**Exercise instructions**
Could you print all of the records below verbatim, line for line, but without the pictures?

**Records shown**
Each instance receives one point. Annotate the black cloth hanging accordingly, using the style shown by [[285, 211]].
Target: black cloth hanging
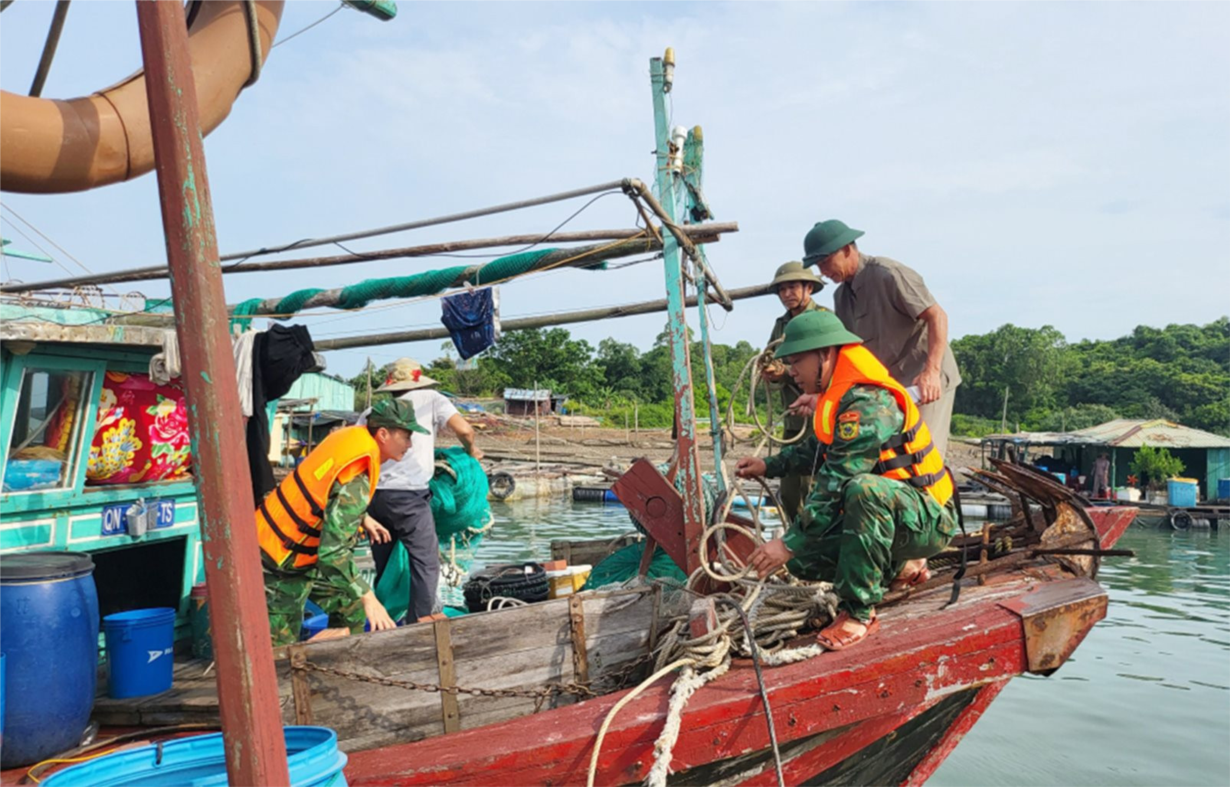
[[279, 357]]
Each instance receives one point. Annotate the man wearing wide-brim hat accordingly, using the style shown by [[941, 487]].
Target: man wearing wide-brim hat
[[795, 285], [881, 501], [892, 309], [402, 503]]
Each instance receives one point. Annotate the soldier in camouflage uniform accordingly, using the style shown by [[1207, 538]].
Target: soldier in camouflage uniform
[[332, 581], [795, 285], [862, 526]]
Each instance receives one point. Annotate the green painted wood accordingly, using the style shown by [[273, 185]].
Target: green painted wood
[[668, 187], [696, 210], [37, 535], [117, 360], [1217, 466]]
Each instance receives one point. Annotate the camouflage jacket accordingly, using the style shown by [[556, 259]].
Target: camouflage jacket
[[867, 416]]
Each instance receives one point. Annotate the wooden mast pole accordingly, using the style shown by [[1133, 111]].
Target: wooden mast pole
[[247, 684], [696, 208], [667, 185]]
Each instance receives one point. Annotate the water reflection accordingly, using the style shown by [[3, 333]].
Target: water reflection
[[1144, 699]]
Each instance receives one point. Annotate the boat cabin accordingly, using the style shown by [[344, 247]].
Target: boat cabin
[[97, 454]]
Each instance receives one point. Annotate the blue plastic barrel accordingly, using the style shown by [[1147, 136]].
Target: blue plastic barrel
[[201, 761], [1182, 492], [139, 652], [1, 701], [49, 637]]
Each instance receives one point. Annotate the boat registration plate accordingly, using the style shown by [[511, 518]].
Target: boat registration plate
[[158, 513]]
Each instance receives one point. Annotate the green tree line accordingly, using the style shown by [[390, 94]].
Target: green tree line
[[1037, 379], [1032, 378], [613, 380]]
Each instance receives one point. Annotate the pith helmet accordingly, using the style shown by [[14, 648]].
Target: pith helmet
[[395, 413], [827, 237], [814, 330], [406, 375], [797, 272]]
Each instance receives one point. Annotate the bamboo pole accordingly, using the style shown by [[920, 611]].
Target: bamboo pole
[[699, 233], [524, 324]]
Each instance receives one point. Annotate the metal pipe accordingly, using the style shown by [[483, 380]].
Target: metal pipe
[[525, 324], [699, 233], [247, 684], [643, 192], [53, 41]]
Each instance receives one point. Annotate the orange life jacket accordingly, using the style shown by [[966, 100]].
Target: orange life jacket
[[909, 456], [288, 519]]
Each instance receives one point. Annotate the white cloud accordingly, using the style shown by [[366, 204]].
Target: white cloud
[[1036, 161]]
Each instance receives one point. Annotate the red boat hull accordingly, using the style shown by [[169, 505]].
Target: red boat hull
[[928, 675]]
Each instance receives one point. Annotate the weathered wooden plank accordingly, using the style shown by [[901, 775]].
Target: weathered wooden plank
[[591, 551], [447, 668], [579, 658]]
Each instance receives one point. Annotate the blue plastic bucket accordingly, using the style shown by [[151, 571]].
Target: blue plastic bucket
[[311, 753], [1182, 492], [139, 651], [49, 637], [314, 625]]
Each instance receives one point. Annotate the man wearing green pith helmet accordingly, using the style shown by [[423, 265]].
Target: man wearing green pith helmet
[[795, 285], [898, 317], [881, 499]]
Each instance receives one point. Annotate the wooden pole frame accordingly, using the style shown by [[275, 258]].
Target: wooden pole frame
[[247, 684]]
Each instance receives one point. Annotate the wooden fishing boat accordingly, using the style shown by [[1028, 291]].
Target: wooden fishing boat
[[519, 694], [525, 695]]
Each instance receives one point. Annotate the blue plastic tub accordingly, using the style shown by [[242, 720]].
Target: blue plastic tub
[[139, 651], [201, 761], [49, 637], [1182, 492]]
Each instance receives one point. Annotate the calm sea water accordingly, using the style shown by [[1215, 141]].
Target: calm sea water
[[1144, 701]]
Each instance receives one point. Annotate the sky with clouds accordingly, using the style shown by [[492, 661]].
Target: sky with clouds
[[1038, 162]]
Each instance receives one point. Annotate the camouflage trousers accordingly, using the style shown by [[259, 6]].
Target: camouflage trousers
[[792, 492], [883, 524], [285, 594]]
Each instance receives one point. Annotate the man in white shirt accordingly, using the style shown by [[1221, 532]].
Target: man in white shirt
[[402, 502]]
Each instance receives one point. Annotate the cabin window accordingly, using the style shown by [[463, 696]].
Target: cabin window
[[142, 433], [47, 424]]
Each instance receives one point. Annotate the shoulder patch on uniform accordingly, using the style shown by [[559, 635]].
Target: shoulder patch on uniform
[[848, 429]]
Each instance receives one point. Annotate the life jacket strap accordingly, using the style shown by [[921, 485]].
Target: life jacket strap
[[300, 523], [316, 510], [903, 460], [898, 442], [287, 541]]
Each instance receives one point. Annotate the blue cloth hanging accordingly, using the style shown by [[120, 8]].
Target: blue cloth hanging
[[472, 320]]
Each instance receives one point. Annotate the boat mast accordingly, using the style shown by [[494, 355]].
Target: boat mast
[[247, 684], [668, 182]]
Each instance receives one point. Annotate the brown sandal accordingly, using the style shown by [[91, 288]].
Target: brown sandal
[[833, 637], [905, 583]]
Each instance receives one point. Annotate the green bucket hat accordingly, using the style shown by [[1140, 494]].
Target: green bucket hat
[[814, 330], [827, 237], [797, 272], [395, 413]]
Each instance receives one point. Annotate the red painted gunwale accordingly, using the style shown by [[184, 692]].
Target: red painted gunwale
[[921, 654]]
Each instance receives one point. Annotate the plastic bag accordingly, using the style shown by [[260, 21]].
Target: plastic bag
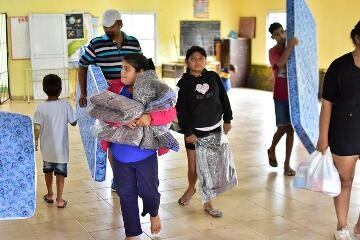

**Result for this task**
Each instance receives one point. Annotate the black cloth hanging accordingly, using the style shown by [[285, 211]].
Target: black cloth hanging
[[279, 357]]
Each instance receives one point. Annotate the man wearing wide-brim hat accordingly, using the style shown by [[941, 487]].
Target: man wearing wide-brim hat
[[795, 285], [881, 501], [892, 309], [402, 503]]
Each instance receives one point. Annotate the soldier in camouflage uniform accordingly, using the style shown by [[1207, 538]].
Target: soldier in camouflage uniform
[[332, 581], [795, 285], [862, 526]]
Each instance receives one point. Annotate the green painted wood accordingly, using the style shown by [[273, 185]].
Target: green painted wood
[[668, 187], [696, 210], [37, 535], [117, 360], [1217, 466]]
Each instance receives one point. Annotate the camouflage jacket accordingly, using the style shown by [[556, 259]].
Target: camouflage jacket
[[867, 416]]
Each instance receives one point. Annotate the wooden mast pole accordingly, using the style shown by [[1133, 111]].
Target: wooden mast pole
[[247, 684], [696, 208], [667, 185]]
Each instance receives one point. Annotate the water reflection accordingly, using the style shown by [[3, 333]].
Target: water reflection
[[1144, 699]]
Each instance receives one point. Annotate the boat cabin accordingly, using the style shown by [[344, 247]].
Target: boat cabin
[[97, 454]]
Each instance receives one point. Annotate the blue plastic barrel accordingly, using the style shown by [[1147, 136]].
Target: blue plastic barrel
[[201, 761], [1182, 492], [139, 652], [1, 701], [49, 637]]
Each instance receives one point. Annotate the boat registration plate accordingly, using the style shown by [[511, 518]].
Target: boat registration plate
[[158, 513]]
Each instance receives one point. Annotate the green tree line accordingly, using the style shown by [[390, 94]].
Target: green tree line
[[1037, 379], [1032, 378], [613, 380]]
Each instance receives one point. Annotate the pith helmet accordingly, using the style shown by [[14, 648]].
Target: pith helmet
[[395, 413], [827, 237], [814, 330], [406, 375], [797, 272]]
Each instance receives one point. Annotate the bamboo pole accordingly, using the style shown by [[920, 611]].
Target: bamboo pole
[[699, 233], [524, 324]]
Each instance receives one point. Annotate the metal pipe accordingly, using the style shown by [[483, 380]].
Target: metal pipe
[[525, 324], [699, 233], [247, 684], [643, 192], [53, 41]]
Each instance receives one point. Annotate the orange life jacket accordingly, using the style shown by [[966, 100]].
Target: orange life jacket
[[909, 456], [288, 519]]
Each instance receives one point. Annotate the white cloud accordingly, using the style shown by [[366, 204]].
Target: white cloud
[[1036, 161]]
Each instance receives one point. Annotate the red boat hull accordingly, using the style shown by [[169, 505]].
Target: red boat hull
[[928, 675]]
Each instance receives one point. Annotate the weathered wooden plank accordingly, using the style shown by [[901, 775]].
Target: weathered wooden plank
[[591, 551], [447, 668], [579, 658]]
Each instance receives one point. Annotate the blue plastic bucket accordingly, using the style shown by [[151, 571]].
Target: blue plastic bucket
[[311, 753], [1182, 492], [139, 651], [49, 637], [314, 625]]
Each instance receives one point. Annotate the man wearing green pith helmet accordingly, using the style shown by [[423, 265]].
Target: man wearing green pith helmet
[[795, 285], [898, 317], [881, 499]]
Each instance receives one point. Annotate the wooden pole frame accordingly, using the style shown by [[275, 258]].
Target: wooden pole frame
[[247, 684]]
Each instance receives one point. Annotate the wooden fishing boat accordingly, using the style shown by [[1028, 291]].
Target: wooden fishing boat
[[519, 694], [525, 695]]
Each instance receives one point. Annotate the blue plastic tub accordingly, using the style shown by [[242, 720]].
Target: blue plastic tub
[[139, 651], [201, 761], [49, 637], [1182, 492]]
Each instance receives one point. Annotate the calm sea water accordingly, using the style shown by [[1215, 141]].
Target: calm sea water
[[1144, 701]]
Each instance receives one point. Annotate the sky with clouds accordingly, using the style shown by [[492, 661]].
Target: sky with clouds
[[1038, 162]]
Each instance receives one point. Annotate the camouflage trousers accordingly, using the style shown by [[259, 6]].
Target: camouflage trousers
[[792, 492], [883, 524], [285, 594]]
Each instance receives one point. Annotate the man in white shirt accordingly, using the style shown by [[1221, 532]].
Target: man in white shirt
[[402, 502]]
Each instance receives one point. Annotate the cabin window accordingly, using the style shown by [[463, 696]].
Target: cabin window
[[142, 433], [47, 424]]
Each instance receives one point. Annotate the shoulder patch on uniform accordingly, using the style shown by [[559, 635]].
Target: shoulder patch on uniform
[[848, 429]]
Each instance receives one point. Annotate the life jacket strap accordingly, using the style shown by [[921, 485]].
Target: life jacket strap
[[300, 523], [316, 510], [903, 460], [898, 442], [287, 541]]
Each instance receives one point. Annotate the blue cloth hanging accordingly, using the style shown by [[120, 8]].
Target: blue cloth hanging
[[472, 320]]
Each instance receives one point. Annotate the boat mast accordingly, using the style shown by [[494, 355]].
Target: boat mast
[[247, 684], [668, 182]]
Each instance receives one point. Annotate the brown sandal accordingly, using the style shown by [[91, 288]].
Target: brown sandal
[[833, 637], [905, 583]]
Each instance receives one point. Annotate the green bucket hat accordingly, using the style shown by [[1140, 494]].
Target: green bucket hat
[[814, 330], [827, 237], [797, 272], [395, 413]]
Each instance receives one point. Annotate the red painted gunwale accordingly, using the style shown by [[184, 692]].
Target: red painted gunwale
[[921, 654]]
Each instance receives one point. Annotate the plastic bag accordingly, using the style shown by [[260, 21]].
Target: plastic bag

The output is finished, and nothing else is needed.